▸ TEXT SHOWN:
MBA (7/28/2008 ) Murray, Michael
"Cinderella teams" go from previous no-names or underdogs to superstars in one season, and the same could be said of self-storage and student housing property demand in the current economic environment.
Michael Scanlon, president and CEO of the Self Storage Association, Alexandria, Va., said Wall Street players are beginning to see self storage properties as having a Cinderella season.
"We're not as glamorous as office buildings, we're not as glamorous as shopping malls—and maybe some other types of commercial real estate—but when you get right down to where the rubber meets the road, we're making money," Scanlon said.
Migration into smaller, more affordable homes will generate short-term demand for self-storage space, some industry analysts said. However, economic weakness could mitigate much of this incremental demand, said a Self-Storage Research report for the first half of the year from Marcus & Millichap Research Services, Phoenix, Ariz.
"Improvement in the coming periods will likely be driven by demographic shifts, including baby boomers downsizing and new retail concepts such as eBay and other business-usage concepts that require self-storage space," the report said. "Expansion in the baby boomer group is forecast at 2.2 percent in 2008, with growth projected to accelerate to an average of 2.4 percent annually, or more than 5 million individuals, over the next five years."
Scanlon said self-storage showed constant growth for the past 15 years—5 percent year-to-year—and more homeowners are keeping items in self storage for several more months than usual despite the declining economic environment. He noted the average time increasing in the past 18 months.
"We're finding that people during this economic downturn right now are actually staying longer than they normally do in self storage, which means that they are in a 'hunker-down mentality,'" Scanlon said. "They are staying there a little longer than they usually do even though fewer and fewer people are moving, and moving is normally a big part of our business."
The apartment market, least impacted by the credit crunch because of increased Fannie Mae and Freddie Mac lending, still registered a "sizable decline," Marcus & Millichap Research said in its second half outlook of the apartment market.
However, Freddie Mac launched its Student Housing Mortgage product this month, which provides funding for acquisition or refinancing of "purpose-built student housing and multifamily properties that are more than 50 percent occupied by students."
Patti Saylor, vice president of multifamily offerings and customer management at Freddie Mac, said the new product is in response to marketplace demand and customer needs.
"The new Freddie Mac Student Housing Mortgage is structured using terms obtained through feedback from our Seller/Servicers and student housing owners and operators," Saylor said.

▸ Image point annotation entries:

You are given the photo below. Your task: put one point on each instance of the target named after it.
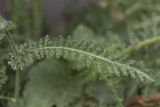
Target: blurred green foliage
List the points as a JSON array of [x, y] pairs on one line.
[[132, 25]]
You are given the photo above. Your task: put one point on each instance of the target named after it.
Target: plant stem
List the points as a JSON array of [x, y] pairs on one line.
[[17, 88], [7, 98]]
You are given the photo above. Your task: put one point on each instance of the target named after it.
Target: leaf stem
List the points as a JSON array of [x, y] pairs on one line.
[[95, 56], [7, 98], [17, 88]]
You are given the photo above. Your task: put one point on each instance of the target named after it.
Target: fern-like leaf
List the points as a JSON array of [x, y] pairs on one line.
[[85, 54]]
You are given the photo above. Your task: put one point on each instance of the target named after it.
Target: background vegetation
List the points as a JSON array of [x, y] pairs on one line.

▸ REQUEST 1:
Answer these questions from the article on self-storage and student housing demand:
(a) What annual growth rate did Scanlon give for self-storage over the past 15 years?
(b) What is the forecast expansion in the baby boomer group for 2008?
(c) What product did Freddie Mac launch this month?
▸ REQUEST 2:
List every percentage figure that appears in the article on self-storage and student housing demand.
▸ REQUEST 3:
Continue the article on self-storage and student housing demand, starting after Saylor's quoted remark.

▸ TASK ANSWER 1:
(a) 5 percent year-to-year
(b) 2.2 percent
(c) Its Student Housing Mortgage product

▸ TASK ANSWER 2:
- 2.2 percent
- 2.4 percent
- 5 percent
- 50 percent

▸ TASK ANSWER 3:
The program, available to all Freddie Mac Program Plus Seller/Servicers, includes 30-year amortization and the potential for full or partial interest only with up to 80 percent loan-to-value financing. The properties must be two miles or less from the institution of higher education with at least 8,000 students. Multiple schools in the area that consist of 8,000 or more students could also be eligible for the program.
Fannie Mae said earlier this month it plans to increase purchases of multifamily housing loans, particularly for properties up to $5 million in value.
Moody's/REAL Commercial Property Price Indices (CPPI) said the average holding period between repeat sales increased in the past two years. In May, it was 88 months, up from a low of more than 62 months in July 2006. The average transaction price also dropped, with nearly 75 percent of all deals priced less than $7.5 million in May, compared to 50 percent of all deals priced below that amount in May 2007.
Educational institutions could also participate in public-private partnerships to retain the title of the real estate over an extended period of time while a private investor builds facilities that serve the institution, the surrounding community or both, said a report last month, Public-Private Partnerships in U.S. Higher Education, from Moody's Investors Service, New York.
"Colleges and universities have long been strategic real estate investors, and 'banked' real estate holdings can be significant credit strength in some cases," said Roger Goodman, vice president at Moody’s and author of the report. “In higher education, public-private partnerships have been comparatively small transactions and have generally involved student residences or nearby mixed-use real estate developments in urban areas. Recently, we have seen a growing number of structures and strategies for extracting value from a university’s real estate holdings.”
In May, Fannie Mae said it would increase purchases in small loans as well as in the seniors housing permanent debt market; in military housing; and affordable housing.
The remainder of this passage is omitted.